WHAT TO PRODUCE
The listing that follows should be reproduced exactly, line for line.

PROVIDED ENTRIES
/---

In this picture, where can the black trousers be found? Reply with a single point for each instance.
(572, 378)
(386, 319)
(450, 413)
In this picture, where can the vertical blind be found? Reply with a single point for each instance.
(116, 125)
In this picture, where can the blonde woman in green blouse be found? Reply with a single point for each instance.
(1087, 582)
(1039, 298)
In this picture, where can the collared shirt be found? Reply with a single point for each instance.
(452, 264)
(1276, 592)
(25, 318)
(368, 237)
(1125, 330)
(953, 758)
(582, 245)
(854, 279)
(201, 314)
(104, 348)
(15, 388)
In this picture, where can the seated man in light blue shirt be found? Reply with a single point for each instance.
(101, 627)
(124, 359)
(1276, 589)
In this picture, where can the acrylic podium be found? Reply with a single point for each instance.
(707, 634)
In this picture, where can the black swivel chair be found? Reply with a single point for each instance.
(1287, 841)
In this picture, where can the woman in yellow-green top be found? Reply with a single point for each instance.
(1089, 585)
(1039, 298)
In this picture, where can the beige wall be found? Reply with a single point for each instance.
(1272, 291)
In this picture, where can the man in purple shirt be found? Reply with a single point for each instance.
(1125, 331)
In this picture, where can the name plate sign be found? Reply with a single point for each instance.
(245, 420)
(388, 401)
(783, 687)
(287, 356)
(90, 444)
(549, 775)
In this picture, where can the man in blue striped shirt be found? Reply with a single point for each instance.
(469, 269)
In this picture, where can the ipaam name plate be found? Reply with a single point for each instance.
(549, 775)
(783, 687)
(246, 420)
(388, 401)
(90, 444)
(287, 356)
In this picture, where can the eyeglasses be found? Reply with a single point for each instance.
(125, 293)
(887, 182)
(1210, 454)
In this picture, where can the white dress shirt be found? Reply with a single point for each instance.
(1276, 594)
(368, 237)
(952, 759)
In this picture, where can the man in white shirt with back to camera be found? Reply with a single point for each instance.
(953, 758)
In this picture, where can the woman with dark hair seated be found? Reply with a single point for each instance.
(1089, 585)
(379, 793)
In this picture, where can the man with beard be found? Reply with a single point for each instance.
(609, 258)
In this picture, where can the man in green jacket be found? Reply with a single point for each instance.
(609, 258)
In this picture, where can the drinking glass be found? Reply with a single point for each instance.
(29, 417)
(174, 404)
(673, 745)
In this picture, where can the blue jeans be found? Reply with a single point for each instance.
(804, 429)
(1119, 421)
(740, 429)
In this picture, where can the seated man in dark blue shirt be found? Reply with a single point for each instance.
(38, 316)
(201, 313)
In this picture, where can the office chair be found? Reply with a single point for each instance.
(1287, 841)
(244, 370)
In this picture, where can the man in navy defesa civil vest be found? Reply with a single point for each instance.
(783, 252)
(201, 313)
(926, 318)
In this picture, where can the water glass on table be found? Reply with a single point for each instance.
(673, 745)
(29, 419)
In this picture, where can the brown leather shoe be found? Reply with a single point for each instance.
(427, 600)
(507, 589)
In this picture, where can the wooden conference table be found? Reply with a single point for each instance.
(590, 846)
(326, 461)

\---

WORKED SOLUTION
In this picture, where can the black trousers be found? Reply with a single point for each instance.
(572, 378)
(386, 319)
(450, 413)
In this picture, where can the vertical blind be found? Reply with a single point for each instance.
(116, 125)
In this picture, where can the blonde woman in green blouse be found? Reply with a single point for each instance.
(1087, 582)
(1039, 298)
In this picture, where can the collared shirt be found? Reply with a single point for each instance.
(452, 264)
(1276, 592)
(25, 318)
(368, 237)
(1125, 330)
(953, 758)
(582, 245)
(854, 279)
(201, 314)
(104, 348)
(15, 388)
In this picture, where can the seated man in light blue shirt be found? Reply with a single point for each instance.
(101, 627)
(124, 359)
(1276, 589)
In this picture, where can the acrylic podium be found? Reply with a single point for each instance.
(707, 634)
In this picture, where can the black swivel chair be found? Reply with a single point for each instance.
(1287, 841)
In this picture, where can the woman in yellow-green top be found? Reply with a single point for each instance.
(1089, 585)
(1039, 298)
In this picture, where can the beige wall be found? Reply with a single point for each instance.
(1272, 291)
In this picture, where can the man in purple shirt be found? Reply with a single point for each instance.
(1125, 331)
In this picture, where can the name plate sign be found? Reply with a single point for each instance.
(245, 420)
(388, 401)
(783, 687)
(287, 356)
(90, 444)
(549, 775)
In this picture, where can the man in blue striped shirt be found? Reply with a single point for each instance.
(469, 269)
In this picture, where can the ipaam name plate be found? Reply with a single point for each instance.
(549, 775)
(783, 687)
(246, 420)
(388, 401)
(90, 444)
(287, 356)
In this picture, where can the eyeglasses be found? Reply with a single point for each instance.
(125, 293)
(887, 182)
(1210, 454)
In this picture, where can the white dress shirt be found? Reply with a single point for each instance.
(1276, 594)
(368, 237)
(952, 759)
In this picture, where can the man in white shirt with back to camera be found? Reply with a single point for each instance.
(953, 758)
In this picture, where can the woman with dark hair seated be found? Reply with a single point for each instance.
(1089, 585)
(379, 793)
In this picture, where can the man with beard be found? Reply with a single point for each instance.
(609, 258)
In this picture, where can the man in green jacket be found? Reply with a single point for each instance.
(609, 258)
In this picture, where can the drinking glass be found? Reply with a single point for each instance.
(29, 417)
(174, 404)
(673, 745)
In this picture, where can the blue jeans be found? Reply with a single point for each instance.
(804, 429)
(1119, 421)
(740, 429)
In this picture, where can the seated man in dark blue shirt be found? Reply with a single point for each instance.
(38, 316)
(201, 313)
In this picture, where can the office chair be found? Reply with a single point for each instance.
(1287, 841)
(244, 370)
In this picture, where can the man in navy defesa civil vest be found? Reply with a single point for each instance.
(783, 252)
(201, 313)
(926, 318)
In this picture, where can the water glass on table be found? Reply with a single point for each instance.
(673, 745)
(29, 419)
In this picture, where can the brown leather shoe be found? Reply with a single point for each instance.
(427, 600)
(507, 589)
In this picture, where can the wooden conference table be found? Reply with a single point for each instance.
(590, 846)
(326, 461)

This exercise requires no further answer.